• Teks Sumber
+===+
Mengapa orang cenderung ingin tampak sibuk?
“Sibuk apa, sekarang?”.
Pertanyaan itu sering muncul di chat saya dan ketika bertemu kawan lama. Saya tidak tahu, apa yang ia maksud dengan kata “sibuk”.
Apakah ia menanyakan proyek apa yang sedang saya kerjakan? Apakah ia tidak tahu apa yang biasa saya kerjakan? Apakah itu nasa-basi standar?
Terus terang, pertanyaan “Sibuk apa, sekarang?” tidak bisa saya jawab dengan cepat. Lewati basa-basi.
Saya suka chat yang to the point, email singkat, dan jelas apa maunya. Saya lebih suka sapaan, “Mengapa kamu tidak pernah kelihatan?” atau “Sekarang biasanya kamu tongkrong di mana?”.
Jawaban saya, lebih sering, “Menikmati hidup.”. “Menikmati waktu”. “Bekerja”.
Ada variasi jawaban yang lebih banyak. Bagi orang lain “project“, bagi orang lain mungkin itu “rutinitas”. Baginya “belajar”, bagi saya “kebiasaan”. Orang memiliki ukuran masing-masing. Tidak bisa mengembangkan sesuatu kalau tidak ada ukuran.
Dan saya tidak ingin kelihatan sibuk.
Sibuk, bagi saya bukan pilihan.
Dr Brené Brown dari University of Houston, dalam buku Daring Greatly, menggambarkan bagaimana orang menjadi “sangat sibuk” sebagai strategi mati-rasa yang mereka gunakan untuk menghindar dari kebenaran hidup.
+===+
• Tugas yang Dikerjakan
Dalam teks sumber tentang keinginan tampak sibuk, apa saja jawaban yang lebih sering diberikan untuk pertanyaan “Sibuk apa, sekarang?”? Sebutkan semuanya.
+===+
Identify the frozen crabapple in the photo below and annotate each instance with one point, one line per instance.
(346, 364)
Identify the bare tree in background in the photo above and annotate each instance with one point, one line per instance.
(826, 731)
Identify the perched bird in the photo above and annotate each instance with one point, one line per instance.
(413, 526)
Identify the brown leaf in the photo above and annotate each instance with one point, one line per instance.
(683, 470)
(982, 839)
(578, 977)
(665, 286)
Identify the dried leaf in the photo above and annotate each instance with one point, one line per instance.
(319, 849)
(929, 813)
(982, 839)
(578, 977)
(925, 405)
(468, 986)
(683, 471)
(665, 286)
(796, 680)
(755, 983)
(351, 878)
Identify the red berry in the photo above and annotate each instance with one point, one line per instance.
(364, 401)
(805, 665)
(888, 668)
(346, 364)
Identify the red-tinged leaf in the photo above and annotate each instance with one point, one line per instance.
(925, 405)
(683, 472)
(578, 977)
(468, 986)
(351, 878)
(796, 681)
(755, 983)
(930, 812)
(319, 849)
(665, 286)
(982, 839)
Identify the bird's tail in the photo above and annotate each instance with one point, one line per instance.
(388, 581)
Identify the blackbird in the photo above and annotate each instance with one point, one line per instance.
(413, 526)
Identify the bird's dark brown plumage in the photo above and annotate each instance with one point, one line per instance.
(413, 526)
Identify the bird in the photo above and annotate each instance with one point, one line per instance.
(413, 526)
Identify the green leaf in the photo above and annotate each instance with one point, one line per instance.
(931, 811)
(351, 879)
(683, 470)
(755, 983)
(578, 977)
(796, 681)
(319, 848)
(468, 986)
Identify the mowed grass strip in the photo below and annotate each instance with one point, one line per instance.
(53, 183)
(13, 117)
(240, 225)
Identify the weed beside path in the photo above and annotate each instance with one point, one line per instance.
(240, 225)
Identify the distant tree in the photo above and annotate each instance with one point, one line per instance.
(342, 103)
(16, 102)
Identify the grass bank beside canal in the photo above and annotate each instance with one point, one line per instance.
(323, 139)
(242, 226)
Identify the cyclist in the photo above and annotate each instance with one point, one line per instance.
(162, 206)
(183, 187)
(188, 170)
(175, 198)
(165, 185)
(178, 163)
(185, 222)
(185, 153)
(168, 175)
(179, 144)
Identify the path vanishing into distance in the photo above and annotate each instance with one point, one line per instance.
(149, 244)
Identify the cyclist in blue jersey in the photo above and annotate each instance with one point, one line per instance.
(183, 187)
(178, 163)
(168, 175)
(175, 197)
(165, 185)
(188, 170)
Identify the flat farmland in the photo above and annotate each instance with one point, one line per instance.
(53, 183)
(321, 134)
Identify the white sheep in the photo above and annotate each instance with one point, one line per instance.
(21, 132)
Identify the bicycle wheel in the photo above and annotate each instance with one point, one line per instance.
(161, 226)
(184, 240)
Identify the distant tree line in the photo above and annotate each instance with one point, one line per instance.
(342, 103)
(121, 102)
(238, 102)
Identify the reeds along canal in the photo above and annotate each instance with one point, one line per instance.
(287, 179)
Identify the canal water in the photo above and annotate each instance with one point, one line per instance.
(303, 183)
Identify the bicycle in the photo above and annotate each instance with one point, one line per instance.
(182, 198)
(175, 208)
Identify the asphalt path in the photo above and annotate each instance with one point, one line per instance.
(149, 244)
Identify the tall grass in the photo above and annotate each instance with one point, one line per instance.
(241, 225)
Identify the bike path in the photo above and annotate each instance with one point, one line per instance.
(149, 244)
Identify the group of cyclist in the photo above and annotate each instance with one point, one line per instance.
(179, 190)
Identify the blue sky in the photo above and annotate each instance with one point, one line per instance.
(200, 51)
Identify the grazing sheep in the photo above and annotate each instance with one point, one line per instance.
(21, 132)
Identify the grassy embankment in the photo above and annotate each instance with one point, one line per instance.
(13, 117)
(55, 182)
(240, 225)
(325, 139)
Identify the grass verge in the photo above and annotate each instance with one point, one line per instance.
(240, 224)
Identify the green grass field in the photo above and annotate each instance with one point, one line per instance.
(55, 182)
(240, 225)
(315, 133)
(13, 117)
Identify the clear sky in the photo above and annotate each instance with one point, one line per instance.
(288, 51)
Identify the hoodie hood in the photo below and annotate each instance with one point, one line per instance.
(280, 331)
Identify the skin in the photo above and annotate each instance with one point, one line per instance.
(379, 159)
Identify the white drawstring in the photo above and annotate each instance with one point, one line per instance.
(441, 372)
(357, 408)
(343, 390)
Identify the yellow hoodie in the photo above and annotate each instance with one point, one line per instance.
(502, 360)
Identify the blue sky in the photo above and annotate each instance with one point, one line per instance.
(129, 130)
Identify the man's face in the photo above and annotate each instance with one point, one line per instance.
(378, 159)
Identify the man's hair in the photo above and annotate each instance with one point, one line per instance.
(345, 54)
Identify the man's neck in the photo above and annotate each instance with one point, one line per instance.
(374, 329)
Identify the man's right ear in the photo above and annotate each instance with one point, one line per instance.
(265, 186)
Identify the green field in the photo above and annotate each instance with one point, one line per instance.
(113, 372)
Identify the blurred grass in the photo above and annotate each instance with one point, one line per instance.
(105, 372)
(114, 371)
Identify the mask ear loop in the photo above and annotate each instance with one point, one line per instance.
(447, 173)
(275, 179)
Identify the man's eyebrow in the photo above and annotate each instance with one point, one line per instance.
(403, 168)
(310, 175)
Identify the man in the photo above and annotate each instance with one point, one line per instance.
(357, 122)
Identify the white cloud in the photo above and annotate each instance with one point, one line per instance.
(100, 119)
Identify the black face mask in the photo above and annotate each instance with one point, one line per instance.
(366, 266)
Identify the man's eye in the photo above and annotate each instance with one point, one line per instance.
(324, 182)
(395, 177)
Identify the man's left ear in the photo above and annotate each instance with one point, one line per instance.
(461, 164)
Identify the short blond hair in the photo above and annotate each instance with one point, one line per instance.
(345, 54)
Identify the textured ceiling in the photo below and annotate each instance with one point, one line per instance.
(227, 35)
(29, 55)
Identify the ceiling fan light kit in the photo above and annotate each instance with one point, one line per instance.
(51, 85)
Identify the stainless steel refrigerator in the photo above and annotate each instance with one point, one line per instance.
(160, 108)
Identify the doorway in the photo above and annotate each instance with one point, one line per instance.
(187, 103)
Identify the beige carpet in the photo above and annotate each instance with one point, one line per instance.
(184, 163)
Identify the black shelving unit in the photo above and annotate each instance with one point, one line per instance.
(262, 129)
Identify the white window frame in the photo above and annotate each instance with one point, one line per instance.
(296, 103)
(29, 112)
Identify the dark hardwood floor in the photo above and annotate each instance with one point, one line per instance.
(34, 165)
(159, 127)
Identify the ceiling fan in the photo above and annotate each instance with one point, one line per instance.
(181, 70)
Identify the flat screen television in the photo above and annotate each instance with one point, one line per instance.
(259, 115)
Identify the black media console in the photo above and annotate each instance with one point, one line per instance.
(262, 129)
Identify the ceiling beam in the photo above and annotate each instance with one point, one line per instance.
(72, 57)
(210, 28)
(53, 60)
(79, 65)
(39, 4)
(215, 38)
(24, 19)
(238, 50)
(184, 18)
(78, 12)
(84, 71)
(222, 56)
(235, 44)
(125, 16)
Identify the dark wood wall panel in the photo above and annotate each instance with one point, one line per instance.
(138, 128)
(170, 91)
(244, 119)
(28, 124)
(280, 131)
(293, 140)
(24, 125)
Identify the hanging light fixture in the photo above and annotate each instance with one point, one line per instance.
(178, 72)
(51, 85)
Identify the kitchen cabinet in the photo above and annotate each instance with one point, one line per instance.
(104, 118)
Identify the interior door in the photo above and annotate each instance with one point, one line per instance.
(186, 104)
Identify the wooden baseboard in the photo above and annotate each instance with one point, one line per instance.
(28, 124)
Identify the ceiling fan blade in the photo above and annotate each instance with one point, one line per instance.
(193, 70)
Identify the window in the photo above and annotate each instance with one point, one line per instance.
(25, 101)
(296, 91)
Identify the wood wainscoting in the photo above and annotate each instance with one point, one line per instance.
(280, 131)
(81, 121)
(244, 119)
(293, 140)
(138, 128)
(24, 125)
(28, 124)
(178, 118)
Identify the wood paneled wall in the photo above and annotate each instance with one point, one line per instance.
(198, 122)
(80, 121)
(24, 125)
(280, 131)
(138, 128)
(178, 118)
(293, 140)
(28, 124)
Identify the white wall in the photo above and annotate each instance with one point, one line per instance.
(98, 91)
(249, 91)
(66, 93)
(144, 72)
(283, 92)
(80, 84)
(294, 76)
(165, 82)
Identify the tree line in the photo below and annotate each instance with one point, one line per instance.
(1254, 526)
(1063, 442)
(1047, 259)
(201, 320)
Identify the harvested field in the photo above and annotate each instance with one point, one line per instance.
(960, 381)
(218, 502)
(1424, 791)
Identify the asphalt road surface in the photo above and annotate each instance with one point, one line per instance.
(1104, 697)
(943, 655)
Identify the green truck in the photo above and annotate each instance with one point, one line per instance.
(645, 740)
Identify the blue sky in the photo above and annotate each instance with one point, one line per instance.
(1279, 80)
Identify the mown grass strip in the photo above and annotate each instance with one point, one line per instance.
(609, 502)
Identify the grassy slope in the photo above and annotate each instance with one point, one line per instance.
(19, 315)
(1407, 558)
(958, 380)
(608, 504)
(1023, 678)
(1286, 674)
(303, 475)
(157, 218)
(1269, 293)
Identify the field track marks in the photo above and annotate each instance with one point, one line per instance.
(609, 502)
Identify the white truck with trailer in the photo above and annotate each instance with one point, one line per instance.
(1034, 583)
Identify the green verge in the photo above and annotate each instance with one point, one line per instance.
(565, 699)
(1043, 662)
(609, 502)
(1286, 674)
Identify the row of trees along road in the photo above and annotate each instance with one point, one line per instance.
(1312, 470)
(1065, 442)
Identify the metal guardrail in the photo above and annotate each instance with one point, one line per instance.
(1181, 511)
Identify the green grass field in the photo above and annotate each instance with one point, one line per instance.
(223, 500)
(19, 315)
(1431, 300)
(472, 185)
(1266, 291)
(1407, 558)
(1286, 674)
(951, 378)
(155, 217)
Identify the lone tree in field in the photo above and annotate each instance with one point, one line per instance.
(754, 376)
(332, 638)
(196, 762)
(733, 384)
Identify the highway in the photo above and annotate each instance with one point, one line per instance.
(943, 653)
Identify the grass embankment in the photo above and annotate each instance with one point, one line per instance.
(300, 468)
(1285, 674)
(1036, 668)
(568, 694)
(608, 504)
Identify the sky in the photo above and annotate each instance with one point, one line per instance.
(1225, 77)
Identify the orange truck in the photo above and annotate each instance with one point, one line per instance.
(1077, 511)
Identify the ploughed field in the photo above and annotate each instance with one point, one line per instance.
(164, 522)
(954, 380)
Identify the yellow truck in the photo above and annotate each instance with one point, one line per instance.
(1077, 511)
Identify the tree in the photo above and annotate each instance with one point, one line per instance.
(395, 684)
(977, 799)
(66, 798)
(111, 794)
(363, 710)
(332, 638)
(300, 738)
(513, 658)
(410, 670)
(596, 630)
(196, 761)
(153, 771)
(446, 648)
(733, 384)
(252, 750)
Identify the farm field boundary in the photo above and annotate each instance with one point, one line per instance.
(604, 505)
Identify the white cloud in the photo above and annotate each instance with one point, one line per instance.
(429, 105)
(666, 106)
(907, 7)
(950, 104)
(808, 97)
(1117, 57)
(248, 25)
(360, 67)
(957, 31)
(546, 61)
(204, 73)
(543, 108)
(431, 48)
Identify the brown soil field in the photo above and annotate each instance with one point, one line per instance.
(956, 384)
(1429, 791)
+===+
• Jawaban Latihan
- “Menikmati hidup.”
- “Menikmati waktu”
- “Bekerja”